◆ Task objective
Please set out each line below exactly as it stands, without the images.

◆ Exercise inputs

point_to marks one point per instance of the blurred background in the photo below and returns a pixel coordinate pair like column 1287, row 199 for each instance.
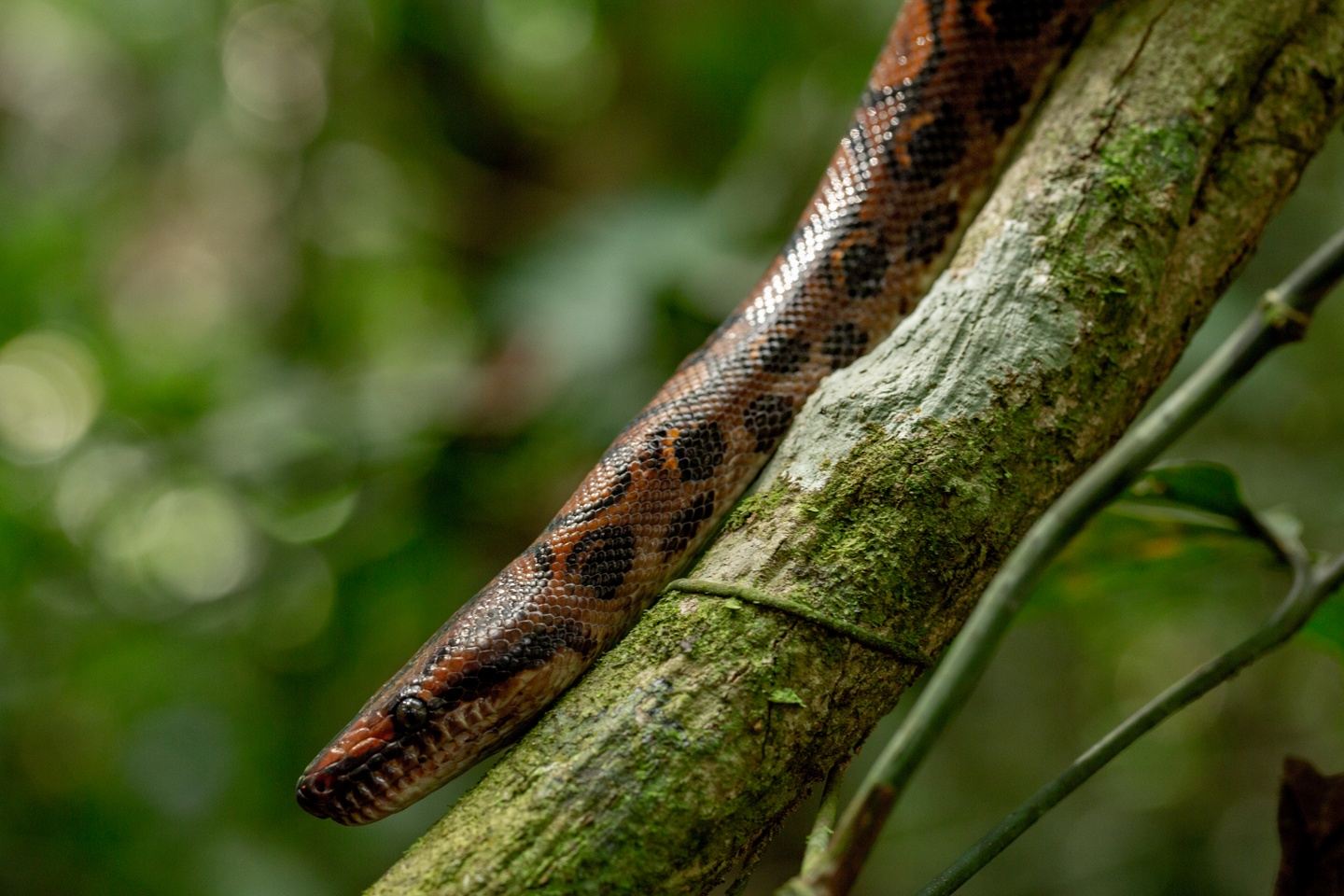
column 314, row 312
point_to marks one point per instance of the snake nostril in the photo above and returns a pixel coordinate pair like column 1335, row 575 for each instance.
column 314, row 794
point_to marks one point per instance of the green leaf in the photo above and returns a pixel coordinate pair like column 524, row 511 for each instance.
column 1327, row 624
column 1210, row 488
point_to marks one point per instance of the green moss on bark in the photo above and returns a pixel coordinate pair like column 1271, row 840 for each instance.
column 910, row 474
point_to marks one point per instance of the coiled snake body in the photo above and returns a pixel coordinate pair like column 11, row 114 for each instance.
column 947, row 91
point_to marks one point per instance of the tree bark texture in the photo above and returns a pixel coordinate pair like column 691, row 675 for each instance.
column 1172, row 137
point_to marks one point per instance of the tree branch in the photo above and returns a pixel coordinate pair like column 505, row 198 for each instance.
column 1169, row 141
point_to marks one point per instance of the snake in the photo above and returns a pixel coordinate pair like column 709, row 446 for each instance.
column 947, row 97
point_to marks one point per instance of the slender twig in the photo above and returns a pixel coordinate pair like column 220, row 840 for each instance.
column 825, row 821
column 1309, row 590
column 1280, row 318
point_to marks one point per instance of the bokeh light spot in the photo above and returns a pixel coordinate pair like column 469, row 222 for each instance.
column 50, row 394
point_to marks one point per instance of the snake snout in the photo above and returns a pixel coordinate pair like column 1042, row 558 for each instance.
column 315, row 792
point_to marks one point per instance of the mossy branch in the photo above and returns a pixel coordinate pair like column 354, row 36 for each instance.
column 1175, row 134
column 1280, row 318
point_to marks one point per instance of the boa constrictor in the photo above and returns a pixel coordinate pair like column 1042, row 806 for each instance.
column 947, row 93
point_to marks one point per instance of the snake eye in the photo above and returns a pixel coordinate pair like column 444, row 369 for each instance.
column 410, row 715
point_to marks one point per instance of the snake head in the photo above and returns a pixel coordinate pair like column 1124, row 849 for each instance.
column 378, row 764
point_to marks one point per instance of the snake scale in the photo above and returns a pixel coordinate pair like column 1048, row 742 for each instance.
column 946, row 94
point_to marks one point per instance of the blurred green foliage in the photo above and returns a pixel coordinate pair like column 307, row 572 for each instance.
column 315, row 311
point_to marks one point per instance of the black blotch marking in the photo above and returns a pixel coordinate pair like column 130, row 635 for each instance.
column 863, row 263
column 935, row 148
column 1001, row 98
column 699, row 452
column 543, row 556
column 845, row 343
column 602, row 558
column 767, row 418
column 686, row 523
column 1017, row 21
column 779, row 354
column 929, row 232
column 409, row 715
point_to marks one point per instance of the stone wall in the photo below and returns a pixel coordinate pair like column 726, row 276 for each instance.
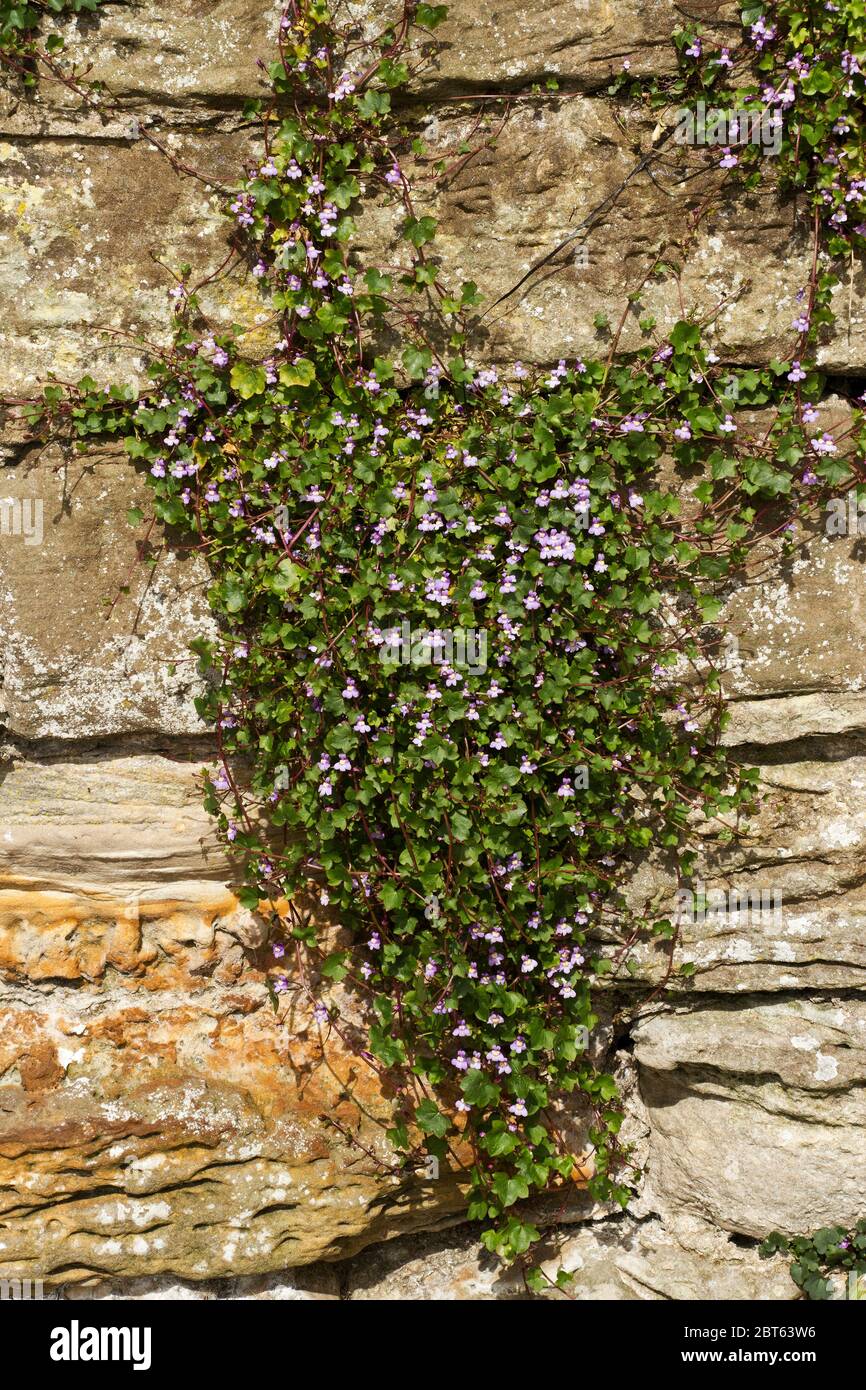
column 161, row 1129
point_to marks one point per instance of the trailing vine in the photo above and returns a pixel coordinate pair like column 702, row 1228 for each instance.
column 464, row 673
column 21, row 46
column 815, row 1258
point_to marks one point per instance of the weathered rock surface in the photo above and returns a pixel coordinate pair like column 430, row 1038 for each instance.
column 756, row 1112
column 97, row 260
column 82, row 658
column 156, row 1114
column 623, row 1260
column 189, row 54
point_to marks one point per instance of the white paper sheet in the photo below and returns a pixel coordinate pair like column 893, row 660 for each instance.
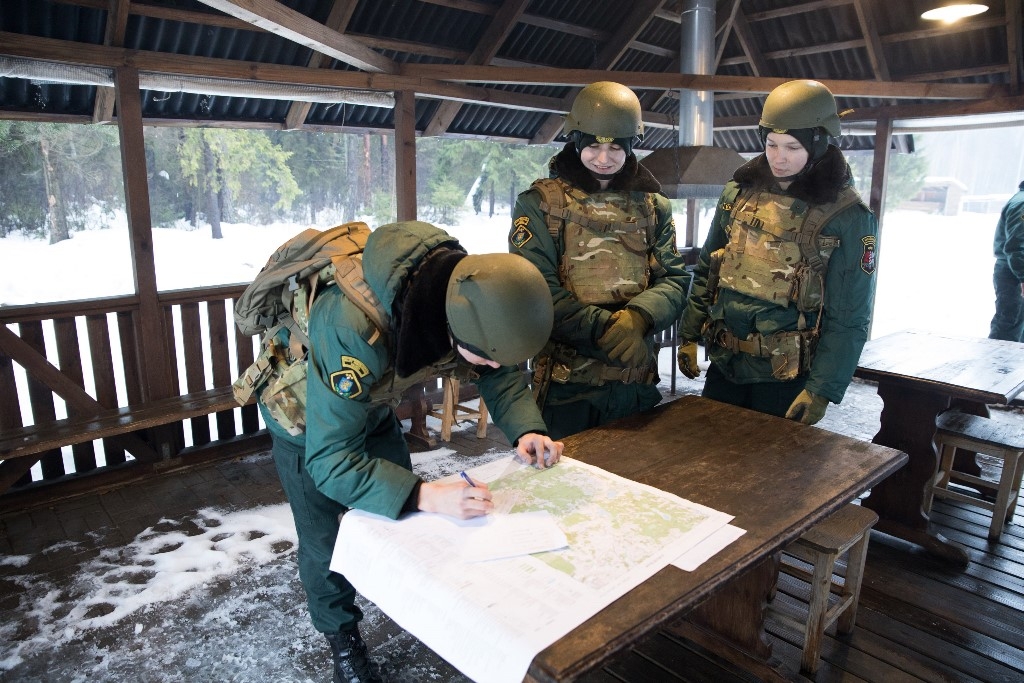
column 491, row 619
column 513, row 535
column 699, row 554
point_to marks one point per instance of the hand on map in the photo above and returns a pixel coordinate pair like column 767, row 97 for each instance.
column 530, row 444
column 456, row 500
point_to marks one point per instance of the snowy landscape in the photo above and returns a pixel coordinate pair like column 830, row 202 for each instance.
column 120, row 617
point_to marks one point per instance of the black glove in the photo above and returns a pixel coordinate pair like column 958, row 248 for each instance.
column 687, row 357
column 624, row 338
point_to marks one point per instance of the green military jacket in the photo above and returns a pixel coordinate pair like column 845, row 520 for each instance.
column 849, row 288
column 1009, row 242
column 580, row 326
column 350, row 373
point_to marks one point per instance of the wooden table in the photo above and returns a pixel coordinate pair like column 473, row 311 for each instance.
column 776, row 476
column 920, row 374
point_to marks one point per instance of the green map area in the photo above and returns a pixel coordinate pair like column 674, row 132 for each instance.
column 612, row 525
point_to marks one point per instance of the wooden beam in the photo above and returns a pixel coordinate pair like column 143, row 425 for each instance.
column 611, row 52
column 741, row 29
column 1014, row 51
column 404, row 155
column 117, row 22
column 494, row 37
column 796, row 9
column 340, row 14
column 157, row 372
column 880, row 165
column 298, row 28
column 552, row 76
column 876, row 54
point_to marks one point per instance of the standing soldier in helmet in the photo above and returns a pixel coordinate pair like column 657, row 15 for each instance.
column 476, row 316
column 605, row 242
column 784, row 283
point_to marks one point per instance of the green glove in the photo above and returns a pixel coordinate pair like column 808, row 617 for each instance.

◆ Task response
point_to marks one point per instance of the blurred background in the photo below and returns a pixel coordinate pair like column 1287, row 199 for each instance.
column 314, row 312
point_to marks one point per instance of the snake nostril in the photo above and returns a pixel coordinate pair like column 1335, row 575 for each instance.
column 314, row 794
point_to marks one point per instance of the green leaf in the photo above and returns a pixel coordinate pair like column 524, row 511 for each instance.
column 1327, row 624
column 1210, row 488
point_to marks one point per instance of the green moss on bark in the photo above and returns a pixel coordinate pair like column 1271, row 840 for each instance.
column 910, row 474
point_to marks one point per instance of the coiled snake body in the photo above and returns a pixel coordinate pair like column 11, row 114 for each instance.
column 947, row 91
point_to marks one point per instance of the tree bark texture in the photo above and returns a pixel coordinate pair like column 691, row 675 for each instance.
column 1172, row 137
point_to marks one point per instance of the tree branch in the photo above and returns a pixel coordinate pair like column 505, row 198 for each instance.
column 1169, row 141
point_to marks one point per instance of the snake in the photo above and returns a pixel coordinate pair like column 709, row 446 for each instance.
column 947, row 97
point_to marks one point per instance of the slender twig in the photo above and returns a pixel coordinate pair like column 220, row 840 for each instance.
column 825, row 821
column 1309, row 590
column 1280, row 318
point_to marks one point per instance of the bokeh light spot in the photo above and returns a pixel coordinate pair like column 469, row 222 for each instance.
column 50, row 394
point_to marks one point per instance of the snake snout in the photo above and returns a pixel coordinate pair like column 1042, row 558 for each instance.
column 315, row 792
point_to marks one point per instance of the mossy branch in the photo above and returns a pixel coordinate pair like column 354, row 36 for each instance.
column 1175, row 134
column 1280, row 318
point_to marks one point per instance of the boa constrictor in the photo above and returns a pixel coordinate pair like column 1042, row 806 for each instance.
column 947, row 93
point_to marks one point per instance of the snake eye in the photo above and returns a pixel coordinate pair like column 444, row 369 for each instance.
column 410, row 715
point_to marks one point per instance of the snake head in the photo above and returns a pixel coordinate pair like column 1124, row 849 for each instance.
column 378, row 764
point_to marks one point per instance of the snake scale in the photo above and returns a pixel coordinate pair like column 1048, row 742 for each instance.
column 946, row 94
point_to marks one point per instance of the blurred green foliage in the photo above and returns a pixel coordinate pair like column 307, row 572 for each instance.
column 315, row 311
point_to marks one point per instance of the black blotch marking in the photo above and returns a pixel coordinate pair like column 130, row 635 for each instance.
column 863, row 263
column 935, row 148
column 1001, row 98
column 699, row 452
column 543, row 556
column 845, row 343
column 602, row 558
column 767, row 418
column 686, row 523
column 1017, row 21
column 779, row 354
column 929, row 232
column 409, row 715
point_to marks one point per instance of the stone wall in the photo below and returns a pixel coordinate pair like column 726, row 276 for each instance.
column 161, row 1129
point_to marks one point per instance of the trailing vine in the photo above and returns a pixel coordinate pair like column 702, row 1228 for each instance.
column 464, row 673
column 21, row 46
column 815, row 1258
point_to marks one point per instance of the weathered rock surface in the photo above and returns a pixel coordinate pair like column 430, row 1038 for each instance.
column 756, row 1112
column 97, row 260
column 82, row 658
column 156, row 1114
column 623, row 1260
column 189, row 54
point_to marks one point per instance of the white paper sheet in the photo below and returns a pixel coordinate pair like column 893, row 660 for each instance.
column 491, row 619
column 513, row 535
column 699, row 554
point_to marks one point per instance of the hand on map in the photo above and returns a pixel coordinate pair like column 767, row 97 for each instance.
column 530, row 444
column 456, row 500
point_to marks one point per instance of the snowy landscape in the photo above and returns a pixel coordinate pair like column 830, row 202 for each instance.
column 120, row 617
point_to marks one point per instance of the black glove in the photo above and returns a pixel coordinate pair like column 958, row 248 for each instance.
column 687, row 357
column 624, row 338
point_to marks one point per instance of the green military jacket in the photo above and returns a pixel coordinate pair like column 845, row 520 for each instance.
column 849, row 288
column 1009, row 242
column 580, row 326
column 350, row 373
point_to marks one point per instance of the wooden table in the photo above and returns a pixel coordinate pair like column 473, row 311 for each instance.
column 776, row 476
column 920, row 374
point_to marks one point per instance of the green map area in the photo above and returns a pixel coordinate pair like column 674, row 132 for each instance.
column 612, row 525
point_to marks one point per instance of the wooden beam in the photo above and returns a pixel coordinate pair like column 143, row 425 for each instance.
column 611, row 52
column 741, row 29
column 1014, row 51
column 404, row 155
column 117, row 22
column 494, row 37
column 796, row 9
column 340, row 14
column 157, row 372
column 880, row 165
column 298, row 28
column 552, row 76
column 876, row 54
point_to marks one point per instance of the standing soldier in helmet in the photo above and returns a pixel coordinate pair like column 657, row 15 for each instance.
column 476, row 316
column 605, row 242
column 784, row 283
point_to marks one point per instance of the green glove in the photo above and returns a pixel coordinate pair like column 808, row 617 for each instance.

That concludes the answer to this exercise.